PAGE EXCERPT:
>>>>>

Reports indicate that CoE security controls struggle to handle organizations with more than 25,000 flows, which is very small compared to the average enterprise, leading to operational disruptions. Zenity research has shown that the average enterprise today has over 500,000 individual apps and copilots that are built using low-code and/or copilot driven development.  

The ease of use of Power Platform is a feature designed to allow more and more people to build more and more apps and copilots, so in order to fully capitalize on the productivity gains, security needs to have a scalable solution that can grow as development grows. However, if we look at some real examples and exchanges, we see that the CoE is simply not designed for this. 

Real World Examples

A GitHub user weighed in of January of 2023 stating, “Our failed environment (default) contains more than 20,000 flows. Do you know how we can proceed…?” The official response from the Microsoft admin overseeing this case, states, “the CoE kit is built on top of the product, and as such bound to platform limitations,” and continues, “If you are hitting limitations with this connector, there’s unfortunately nothing we can do to provide a workaround.” 

Sadly, this is not the only example, with similar cases playing out, here,  here, and here, where platform administrators invariably reach throttling limits or error messages stating that various HTTP requests have failed due to scale.

While frustrating for end users (and for readers following these cases), this challenge in scale actually makes logical sense. While open-source solutions like the CoE offer flexibility and community-driven development, they come with inherent risks and limitations. Further, no one can promise a service level agreement (SLA) or commit to the robustness of the solution, which both varies and balloons from organization-to-organization.

While Microsoft offers a few custom workarounds, these too are limited in nature and do not account for further scale, customization, and individual use cases required across different organizations. 

The Zenity Competitive Edge: Scalability, Performance 

Even for organizations that are adopting just Power Platform, and Power Platform alone, it is evident that a more robust, and scalable solution is needed. This only becomes more apparent when other low-code platforms and copilots are adopted (such as Power BI, Copilot for M365, and Salesforce), but even for just the Power Platform use case, today’s enterprises are in need of a solution that is:

  1. Scalable. Security and governance that is designed to scale effortlessly and able to secure potentially millions of applications without a hitch. This is crucial for enterprises that are rapidly expanding their digital footprint.

<<<<<

EXERCISE INSTRUCTIONS:
a – List the other low-code platforms and copilots that the Power Platform security text names in parentheses as examples.
b – Please continue the Power Platform security text from the end of its first numbered point.

Dataset entries:
>>>>>

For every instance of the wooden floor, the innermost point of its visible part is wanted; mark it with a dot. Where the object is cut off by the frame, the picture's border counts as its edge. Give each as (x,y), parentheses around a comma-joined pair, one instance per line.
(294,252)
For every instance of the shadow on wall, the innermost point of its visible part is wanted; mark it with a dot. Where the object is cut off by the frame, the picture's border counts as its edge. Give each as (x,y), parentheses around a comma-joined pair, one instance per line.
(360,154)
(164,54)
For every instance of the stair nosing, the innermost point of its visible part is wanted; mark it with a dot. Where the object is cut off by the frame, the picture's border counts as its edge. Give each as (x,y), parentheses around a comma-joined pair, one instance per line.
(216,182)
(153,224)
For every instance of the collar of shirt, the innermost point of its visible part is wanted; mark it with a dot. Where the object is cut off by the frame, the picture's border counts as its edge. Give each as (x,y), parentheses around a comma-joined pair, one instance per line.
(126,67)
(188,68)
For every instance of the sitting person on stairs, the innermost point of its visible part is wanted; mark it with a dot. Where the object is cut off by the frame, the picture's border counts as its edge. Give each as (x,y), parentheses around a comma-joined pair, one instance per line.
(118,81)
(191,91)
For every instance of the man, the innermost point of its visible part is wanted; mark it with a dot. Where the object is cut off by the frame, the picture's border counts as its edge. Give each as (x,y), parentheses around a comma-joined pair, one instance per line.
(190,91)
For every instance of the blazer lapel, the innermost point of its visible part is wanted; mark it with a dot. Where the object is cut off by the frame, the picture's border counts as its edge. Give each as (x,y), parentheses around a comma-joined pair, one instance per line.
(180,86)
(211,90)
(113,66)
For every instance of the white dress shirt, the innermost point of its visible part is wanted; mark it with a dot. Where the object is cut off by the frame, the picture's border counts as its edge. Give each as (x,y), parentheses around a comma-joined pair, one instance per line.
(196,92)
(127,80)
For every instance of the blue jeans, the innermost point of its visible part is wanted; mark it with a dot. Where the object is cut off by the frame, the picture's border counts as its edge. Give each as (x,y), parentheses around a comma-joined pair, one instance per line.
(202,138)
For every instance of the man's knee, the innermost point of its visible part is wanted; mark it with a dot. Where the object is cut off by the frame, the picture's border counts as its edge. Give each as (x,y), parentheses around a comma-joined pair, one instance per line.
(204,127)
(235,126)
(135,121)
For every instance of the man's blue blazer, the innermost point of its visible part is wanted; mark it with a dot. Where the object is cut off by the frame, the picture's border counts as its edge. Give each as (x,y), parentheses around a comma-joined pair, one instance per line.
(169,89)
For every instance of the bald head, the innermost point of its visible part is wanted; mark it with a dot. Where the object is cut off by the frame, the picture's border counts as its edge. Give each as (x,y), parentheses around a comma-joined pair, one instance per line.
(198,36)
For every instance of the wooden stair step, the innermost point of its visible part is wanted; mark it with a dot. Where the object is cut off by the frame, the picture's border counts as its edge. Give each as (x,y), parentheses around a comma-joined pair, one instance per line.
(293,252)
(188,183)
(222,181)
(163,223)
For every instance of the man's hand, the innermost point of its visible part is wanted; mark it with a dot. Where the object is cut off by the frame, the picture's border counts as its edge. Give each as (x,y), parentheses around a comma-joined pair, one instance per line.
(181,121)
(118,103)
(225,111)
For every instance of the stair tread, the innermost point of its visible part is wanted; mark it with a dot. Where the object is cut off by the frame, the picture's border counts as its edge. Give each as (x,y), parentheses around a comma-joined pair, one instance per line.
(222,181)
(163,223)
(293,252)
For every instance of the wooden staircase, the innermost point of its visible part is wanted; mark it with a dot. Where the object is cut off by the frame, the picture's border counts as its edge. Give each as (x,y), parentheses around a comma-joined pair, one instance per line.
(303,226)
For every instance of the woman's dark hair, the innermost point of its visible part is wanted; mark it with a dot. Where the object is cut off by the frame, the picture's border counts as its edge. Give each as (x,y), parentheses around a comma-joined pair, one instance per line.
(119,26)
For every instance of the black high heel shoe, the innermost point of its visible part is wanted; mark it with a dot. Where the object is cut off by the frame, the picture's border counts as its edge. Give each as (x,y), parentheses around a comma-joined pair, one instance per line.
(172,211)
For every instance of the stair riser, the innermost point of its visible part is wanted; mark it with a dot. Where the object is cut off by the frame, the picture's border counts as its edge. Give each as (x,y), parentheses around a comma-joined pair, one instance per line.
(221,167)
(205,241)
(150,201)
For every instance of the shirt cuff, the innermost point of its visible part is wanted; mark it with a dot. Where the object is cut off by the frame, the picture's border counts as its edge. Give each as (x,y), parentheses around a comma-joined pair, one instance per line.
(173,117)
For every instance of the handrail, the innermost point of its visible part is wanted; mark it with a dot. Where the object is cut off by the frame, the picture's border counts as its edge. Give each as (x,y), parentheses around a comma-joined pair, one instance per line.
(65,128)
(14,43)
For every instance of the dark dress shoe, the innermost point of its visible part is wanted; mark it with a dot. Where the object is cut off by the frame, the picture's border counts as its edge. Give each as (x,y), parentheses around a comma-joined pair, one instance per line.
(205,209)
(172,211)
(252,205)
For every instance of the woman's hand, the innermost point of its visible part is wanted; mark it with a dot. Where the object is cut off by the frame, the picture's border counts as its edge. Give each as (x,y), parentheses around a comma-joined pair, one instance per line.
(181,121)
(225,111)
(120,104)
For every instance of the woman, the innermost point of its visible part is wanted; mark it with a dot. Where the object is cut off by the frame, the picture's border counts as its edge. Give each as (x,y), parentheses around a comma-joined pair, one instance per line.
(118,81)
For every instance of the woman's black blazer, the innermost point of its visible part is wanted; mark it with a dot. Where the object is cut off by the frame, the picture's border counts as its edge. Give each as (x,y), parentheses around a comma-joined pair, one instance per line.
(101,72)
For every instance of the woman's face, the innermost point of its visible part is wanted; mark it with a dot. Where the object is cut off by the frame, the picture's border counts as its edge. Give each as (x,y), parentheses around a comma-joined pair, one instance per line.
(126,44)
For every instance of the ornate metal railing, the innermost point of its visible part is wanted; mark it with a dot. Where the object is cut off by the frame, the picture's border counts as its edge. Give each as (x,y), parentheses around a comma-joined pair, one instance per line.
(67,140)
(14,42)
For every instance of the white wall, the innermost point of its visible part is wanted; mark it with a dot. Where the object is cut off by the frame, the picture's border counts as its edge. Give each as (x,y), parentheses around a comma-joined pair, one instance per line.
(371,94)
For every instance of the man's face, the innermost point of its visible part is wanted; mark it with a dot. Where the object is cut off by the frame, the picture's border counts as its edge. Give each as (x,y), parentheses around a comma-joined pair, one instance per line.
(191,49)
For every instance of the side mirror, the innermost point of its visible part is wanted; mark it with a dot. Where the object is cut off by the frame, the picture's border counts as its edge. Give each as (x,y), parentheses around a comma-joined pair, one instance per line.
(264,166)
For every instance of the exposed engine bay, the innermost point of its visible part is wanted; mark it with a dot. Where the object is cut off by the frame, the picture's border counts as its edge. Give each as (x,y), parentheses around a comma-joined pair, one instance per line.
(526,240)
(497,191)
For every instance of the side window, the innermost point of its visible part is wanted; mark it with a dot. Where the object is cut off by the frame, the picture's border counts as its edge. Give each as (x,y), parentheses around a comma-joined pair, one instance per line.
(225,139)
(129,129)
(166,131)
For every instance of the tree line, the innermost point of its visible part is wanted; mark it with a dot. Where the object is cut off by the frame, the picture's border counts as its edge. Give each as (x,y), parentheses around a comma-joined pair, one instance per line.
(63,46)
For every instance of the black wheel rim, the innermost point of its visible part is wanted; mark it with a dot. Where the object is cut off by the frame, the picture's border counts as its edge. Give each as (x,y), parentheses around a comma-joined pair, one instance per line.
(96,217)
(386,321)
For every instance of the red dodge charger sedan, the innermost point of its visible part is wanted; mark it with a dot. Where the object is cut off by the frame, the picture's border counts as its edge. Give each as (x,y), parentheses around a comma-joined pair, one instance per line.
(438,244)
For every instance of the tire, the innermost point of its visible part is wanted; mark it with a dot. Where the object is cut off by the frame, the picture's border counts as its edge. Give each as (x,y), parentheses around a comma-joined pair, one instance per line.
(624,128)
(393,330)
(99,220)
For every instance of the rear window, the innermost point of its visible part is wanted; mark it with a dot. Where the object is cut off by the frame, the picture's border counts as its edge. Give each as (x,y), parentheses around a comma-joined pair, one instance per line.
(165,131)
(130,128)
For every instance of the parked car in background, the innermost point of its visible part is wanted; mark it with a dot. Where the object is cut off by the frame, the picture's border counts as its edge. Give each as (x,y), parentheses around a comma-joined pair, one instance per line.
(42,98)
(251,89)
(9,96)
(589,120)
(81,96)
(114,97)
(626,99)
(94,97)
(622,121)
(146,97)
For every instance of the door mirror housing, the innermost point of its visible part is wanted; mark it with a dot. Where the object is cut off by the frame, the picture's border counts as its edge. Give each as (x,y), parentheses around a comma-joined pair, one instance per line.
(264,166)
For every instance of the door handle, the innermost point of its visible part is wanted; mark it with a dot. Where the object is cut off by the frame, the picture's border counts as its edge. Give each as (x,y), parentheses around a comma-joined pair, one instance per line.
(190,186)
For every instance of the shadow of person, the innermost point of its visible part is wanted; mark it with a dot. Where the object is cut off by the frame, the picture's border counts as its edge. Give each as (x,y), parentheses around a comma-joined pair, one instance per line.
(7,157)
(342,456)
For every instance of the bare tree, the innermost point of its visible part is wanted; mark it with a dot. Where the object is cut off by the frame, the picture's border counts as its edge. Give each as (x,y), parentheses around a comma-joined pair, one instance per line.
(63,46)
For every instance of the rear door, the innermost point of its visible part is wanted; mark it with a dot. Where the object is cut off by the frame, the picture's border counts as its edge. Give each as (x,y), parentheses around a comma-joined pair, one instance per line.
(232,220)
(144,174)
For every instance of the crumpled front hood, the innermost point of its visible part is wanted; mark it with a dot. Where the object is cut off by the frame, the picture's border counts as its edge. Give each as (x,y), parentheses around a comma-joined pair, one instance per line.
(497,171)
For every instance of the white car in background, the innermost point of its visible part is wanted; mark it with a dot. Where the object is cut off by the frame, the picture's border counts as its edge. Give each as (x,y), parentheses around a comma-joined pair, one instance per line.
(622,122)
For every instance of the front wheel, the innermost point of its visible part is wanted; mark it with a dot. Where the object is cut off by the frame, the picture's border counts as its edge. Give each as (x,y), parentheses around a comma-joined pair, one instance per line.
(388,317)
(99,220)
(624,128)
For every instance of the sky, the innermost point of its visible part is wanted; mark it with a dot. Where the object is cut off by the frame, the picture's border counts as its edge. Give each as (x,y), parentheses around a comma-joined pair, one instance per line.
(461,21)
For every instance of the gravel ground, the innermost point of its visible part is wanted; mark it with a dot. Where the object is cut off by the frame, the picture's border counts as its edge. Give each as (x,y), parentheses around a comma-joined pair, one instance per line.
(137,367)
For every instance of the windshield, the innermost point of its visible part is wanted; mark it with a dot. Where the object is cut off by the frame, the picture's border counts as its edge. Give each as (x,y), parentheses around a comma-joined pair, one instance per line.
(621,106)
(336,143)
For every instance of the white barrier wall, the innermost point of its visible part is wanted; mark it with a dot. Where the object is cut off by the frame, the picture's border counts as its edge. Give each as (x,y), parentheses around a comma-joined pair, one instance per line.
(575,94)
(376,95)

<<<<<

ANSWERS TO THIS EXERCISE:
a – Power BI, Copilot for M365, Salesforce

b –
  2. Built for Performance. Able and capable of processing vast amounts of data. This ensures that security scans and compliance checks are conducted swiftly and continuously without causing delays or disruptions in business operations.

Zenity Customer Success Stories 

Zenity secures many of the largest Microsoft Power Platform deployments in the world, picking up and managing millions of apps and automations daily, and enabling our customers to scale citizen development without worrying about security, compliance, or business operations hiccups. A Fortune 100 technology company with over 1.5 million resources recently started using Zenity, and within minutes were able to understand the risk landscape of their entire tenant. While previously using the CoE, they had many prior attempts just to try to grasp the size of their tenant with custom in-house tooling but failed due to scaling issues. As the age-old security adage goes, ‘you can’t manage what you don’t know exists,’ and this was certainly the case for this tech giant. 

Enterprise organizations simply can not rely on the Microsoft CoE as a security solution that will serve their existing business needs, not to mention scaling long term to the projected yearly growth. They need to seek out a scalable solution that not only can manage their current deployment, but also grow as they grow, making sure that security is there every step of the way.